[Provided material — start]
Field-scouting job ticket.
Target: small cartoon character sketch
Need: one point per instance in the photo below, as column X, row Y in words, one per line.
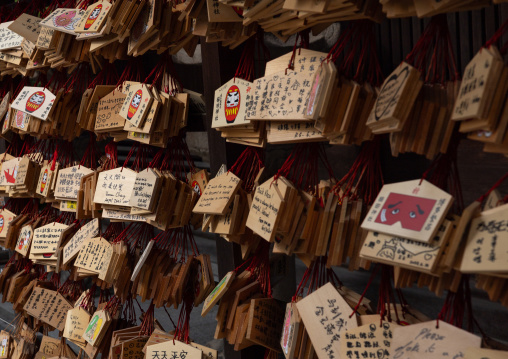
column 67, row 20
column 410, row 211
column 11, row 178
column 93, row 329
column 232, row 103
column 196, row 188
column 134, row 105
column 35, row 101
column 20, row 119
column 388, row 250
column 44, row 180
column 24, row 242
column 3, row 347
column 93, row 16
[Provided material — finish]
To do:
Quote every record above exactly, leaving out any pictures.

Solution to this problem:
Field-scouting job ticket.
Target: small cartoon character sketch
Need: one point per instance in the photo below, as column X, row Y in words, one per line.
column 67, row 20
column 410, row 211
column 11, row 178
column 93, row 329
column 232, row 103
column 196, row 188
column 134, row 105
column 35, row 101
column 20, row 119
column 388, row 250
column 44, row 180
column 24, row 242
column 3, row 347
column 93, row 16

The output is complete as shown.